§ **AIM OF THE TASK**: Count the lines in the data below that contain the string "saddle", treating uppercase and lowercase as different. Reply with the number only.

§ **RECORDS SUPPLIED**:
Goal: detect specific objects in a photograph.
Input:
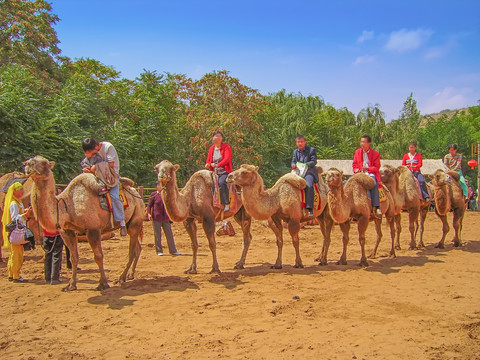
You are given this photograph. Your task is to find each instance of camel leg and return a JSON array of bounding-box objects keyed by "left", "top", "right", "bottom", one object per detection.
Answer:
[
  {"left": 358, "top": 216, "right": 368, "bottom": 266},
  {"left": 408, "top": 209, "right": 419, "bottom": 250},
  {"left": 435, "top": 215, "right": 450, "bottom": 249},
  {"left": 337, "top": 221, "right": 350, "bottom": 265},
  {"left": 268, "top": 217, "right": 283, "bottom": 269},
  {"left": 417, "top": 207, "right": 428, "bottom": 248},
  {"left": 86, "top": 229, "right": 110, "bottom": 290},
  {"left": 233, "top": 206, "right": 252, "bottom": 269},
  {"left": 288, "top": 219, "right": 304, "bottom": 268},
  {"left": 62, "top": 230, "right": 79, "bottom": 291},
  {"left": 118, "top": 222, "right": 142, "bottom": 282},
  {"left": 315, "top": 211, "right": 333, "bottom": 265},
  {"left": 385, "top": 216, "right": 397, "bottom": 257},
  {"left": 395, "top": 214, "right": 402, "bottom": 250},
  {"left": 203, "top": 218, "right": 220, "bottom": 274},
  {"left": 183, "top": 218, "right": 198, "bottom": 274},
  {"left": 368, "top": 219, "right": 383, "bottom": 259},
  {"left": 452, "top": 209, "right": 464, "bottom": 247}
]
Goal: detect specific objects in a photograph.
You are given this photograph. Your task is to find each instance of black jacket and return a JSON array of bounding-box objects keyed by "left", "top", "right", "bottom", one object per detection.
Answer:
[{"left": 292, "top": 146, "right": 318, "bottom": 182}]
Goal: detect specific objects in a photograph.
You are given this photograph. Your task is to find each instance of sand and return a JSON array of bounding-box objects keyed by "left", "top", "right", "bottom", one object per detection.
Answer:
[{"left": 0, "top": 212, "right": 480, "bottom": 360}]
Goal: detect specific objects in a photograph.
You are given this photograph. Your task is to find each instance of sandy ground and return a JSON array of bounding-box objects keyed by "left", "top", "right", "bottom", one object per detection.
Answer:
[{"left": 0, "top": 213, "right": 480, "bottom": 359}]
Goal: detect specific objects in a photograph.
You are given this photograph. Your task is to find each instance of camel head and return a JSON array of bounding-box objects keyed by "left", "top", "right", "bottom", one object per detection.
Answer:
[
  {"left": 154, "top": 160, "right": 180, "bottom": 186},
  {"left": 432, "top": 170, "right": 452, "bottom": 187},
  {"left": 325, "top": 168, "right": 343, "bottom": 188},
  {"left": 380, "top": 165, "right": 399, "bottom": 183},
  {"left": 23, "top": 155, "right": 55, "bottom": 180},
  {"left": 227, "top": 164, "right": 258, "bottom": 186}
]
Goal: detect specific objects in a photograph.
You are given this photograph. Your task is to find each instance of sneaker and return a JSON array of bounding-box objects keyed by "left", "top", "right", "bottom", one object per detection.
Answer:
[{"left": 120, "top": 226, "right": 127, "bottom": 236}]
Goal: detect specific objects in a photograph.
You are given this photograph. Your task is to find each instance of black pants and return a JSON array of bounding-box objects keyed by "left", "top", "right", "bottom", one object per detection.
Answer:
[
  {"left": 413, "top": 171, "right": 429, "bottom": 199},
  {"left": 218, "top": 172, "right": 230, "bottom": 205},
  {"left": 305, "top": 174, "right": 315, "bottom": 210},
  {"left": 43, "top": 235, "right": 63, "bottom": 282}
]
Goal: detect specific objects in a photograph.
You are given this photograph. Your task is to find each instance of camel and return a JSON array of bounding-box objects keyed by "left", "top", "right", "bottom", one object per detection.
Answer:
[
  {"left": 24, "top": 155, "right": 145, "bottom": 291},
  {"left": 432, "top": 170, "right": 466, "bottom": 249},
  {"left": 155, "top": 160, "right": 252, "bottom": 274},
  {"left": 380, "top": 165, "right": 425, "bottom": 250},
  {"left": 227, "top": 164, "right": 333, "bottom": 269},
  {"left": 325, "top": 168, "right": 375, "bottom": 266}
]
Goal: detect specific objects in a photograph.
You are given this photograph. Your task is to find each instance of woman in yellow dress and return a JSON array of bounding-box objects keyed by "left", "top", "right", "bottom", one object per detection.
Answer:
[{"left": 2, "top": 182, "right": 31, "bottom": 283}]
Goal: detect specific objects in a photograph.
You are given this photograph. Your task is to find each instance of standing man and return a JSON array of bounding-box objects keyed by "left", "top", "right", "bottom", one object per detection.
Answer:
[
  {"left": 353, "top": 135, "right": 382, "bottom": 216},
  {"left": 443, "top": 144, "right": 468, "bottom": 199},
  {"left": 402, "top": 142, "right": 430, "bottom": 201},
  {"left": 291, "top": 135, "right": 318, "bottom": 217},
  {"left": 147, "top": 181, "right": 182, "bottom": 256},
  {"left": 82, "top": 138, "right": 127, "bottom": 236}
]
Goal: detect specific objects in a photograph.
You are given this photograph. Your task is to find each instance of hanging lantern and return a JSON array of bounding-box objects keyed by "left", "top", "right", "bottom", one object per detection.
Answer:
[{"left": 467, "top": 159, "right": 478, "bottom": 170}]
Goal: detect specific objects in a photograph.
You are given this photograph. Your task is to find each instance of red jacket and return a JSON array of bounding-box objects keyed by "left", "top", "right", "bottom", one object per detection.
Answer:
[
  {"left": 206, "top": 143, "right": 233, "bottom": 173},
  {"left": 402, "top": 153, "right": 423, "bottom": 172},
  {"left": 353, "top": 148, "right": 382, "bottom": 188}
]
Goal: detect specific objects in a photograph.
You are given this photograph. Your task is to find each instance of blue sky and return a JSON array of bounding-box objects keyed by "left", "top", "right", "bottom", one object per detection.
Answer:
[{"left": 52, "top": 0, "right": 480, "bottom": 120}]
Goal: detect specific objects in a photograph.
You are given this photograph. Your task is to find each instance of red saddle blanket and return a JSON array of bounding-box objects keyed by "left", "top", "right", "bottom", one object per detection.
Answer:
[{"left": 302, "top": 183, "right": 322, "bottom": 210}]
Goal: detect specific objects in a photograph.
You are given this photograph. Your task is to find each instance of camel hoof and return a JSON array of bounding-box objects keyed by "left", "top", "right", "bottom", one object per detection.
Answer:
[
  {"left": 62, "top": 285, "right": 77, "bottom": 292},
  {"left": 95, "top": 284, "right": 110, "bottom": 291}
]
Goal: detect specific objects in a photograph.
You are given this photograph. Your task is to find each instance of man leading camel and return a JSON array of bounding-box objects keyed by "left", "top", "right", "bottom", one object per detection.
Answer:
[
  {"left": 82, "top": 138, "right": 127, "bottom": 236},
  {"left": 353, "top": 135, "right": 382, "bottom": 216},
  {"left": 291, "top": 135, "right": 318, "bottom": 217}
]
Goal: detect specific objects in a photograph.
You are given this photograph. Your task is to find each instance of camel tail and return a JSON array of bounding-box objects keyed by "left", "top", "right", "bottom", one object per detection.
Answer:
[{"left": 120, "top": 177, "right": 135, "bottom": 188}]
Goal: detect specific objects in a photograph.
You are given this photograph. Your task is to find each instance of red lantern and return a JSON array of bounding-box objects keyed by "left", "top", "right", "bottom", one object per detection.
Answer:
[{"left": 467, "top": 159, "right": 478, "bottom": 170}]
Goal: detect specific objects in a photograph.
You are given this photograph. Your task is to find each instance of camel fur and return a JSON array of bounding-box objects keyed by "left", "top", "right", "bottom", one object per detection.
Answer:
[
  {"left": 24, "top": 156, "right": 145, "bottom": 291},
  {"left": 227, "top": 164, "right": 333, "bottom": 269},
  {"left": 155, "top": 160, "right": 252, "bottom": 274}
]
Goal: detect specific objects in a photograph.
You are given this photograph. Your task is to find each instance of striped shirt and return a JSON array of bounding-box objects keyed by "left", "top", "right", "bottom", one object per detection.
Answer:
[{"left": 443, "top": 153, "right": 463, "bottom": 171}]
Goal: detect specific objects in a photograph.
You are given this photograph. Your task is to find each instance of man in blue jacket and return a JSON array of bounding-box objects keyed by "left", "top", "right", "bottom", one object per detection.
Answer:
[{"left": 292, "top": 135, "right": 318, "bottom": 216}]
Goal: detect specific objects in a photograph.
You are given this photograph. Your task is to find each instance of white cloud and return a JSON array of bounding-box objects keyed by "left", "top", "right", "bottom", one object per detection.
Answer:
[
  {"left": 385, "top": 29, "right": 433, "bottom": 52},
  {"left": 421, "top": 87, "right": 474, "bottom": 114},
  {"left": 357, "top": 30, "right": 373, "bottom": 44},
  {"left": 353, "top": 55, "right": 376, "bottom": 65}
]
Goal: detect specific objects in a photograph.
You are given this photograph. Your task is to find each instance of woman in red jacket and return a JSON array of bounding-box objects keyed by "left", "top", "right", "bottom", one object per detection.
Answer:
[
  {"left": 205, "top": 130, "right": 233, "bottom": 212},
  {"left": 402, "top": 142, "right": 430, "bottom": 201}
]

---

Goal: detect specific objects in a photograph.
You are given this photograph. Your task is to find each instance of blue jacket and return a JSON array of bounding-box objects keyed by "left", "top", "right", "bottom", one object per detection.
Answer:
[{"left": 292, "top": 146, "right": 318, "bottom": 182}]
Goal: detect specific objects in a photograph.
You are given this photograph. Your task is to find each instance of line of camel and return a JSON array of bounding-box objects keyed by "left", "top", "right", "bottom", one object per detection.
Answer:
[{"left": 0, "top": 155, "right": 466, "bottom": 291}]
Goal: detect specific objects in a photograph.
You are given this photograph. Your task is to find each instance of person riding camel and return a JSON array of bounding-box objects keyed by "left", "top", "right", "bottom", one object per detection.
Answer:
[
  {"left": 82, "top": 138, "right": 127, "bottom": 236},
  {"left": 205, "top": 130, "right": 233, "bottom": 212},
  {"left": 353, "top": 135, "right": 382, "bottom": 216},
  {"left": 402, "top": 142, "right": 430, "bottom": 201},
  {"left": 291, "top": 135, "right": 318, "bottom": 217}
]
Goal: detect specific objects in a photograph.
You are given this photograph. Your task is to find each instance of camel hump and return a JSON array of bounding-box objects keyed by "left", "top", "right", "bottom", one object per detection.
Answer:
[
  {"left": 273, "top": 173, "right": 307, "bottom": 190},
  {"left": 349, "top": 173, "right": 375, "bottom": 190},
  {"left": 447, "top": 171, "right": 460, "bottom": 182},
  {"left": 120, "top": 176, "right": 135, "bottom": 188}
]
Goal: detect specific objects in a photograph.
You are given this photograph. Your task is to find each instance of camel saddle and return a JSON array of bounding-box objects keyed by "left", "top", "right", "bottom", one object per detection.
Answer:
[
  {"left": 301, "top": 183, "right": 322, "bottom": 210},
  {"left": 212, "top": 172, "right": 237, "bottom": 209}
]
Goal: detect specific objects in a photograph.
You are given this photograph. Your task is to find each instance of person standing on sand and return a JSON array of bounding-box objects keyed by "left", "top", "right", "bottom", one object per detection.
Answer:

§ **REPLY TO THE EXERCISE**: 2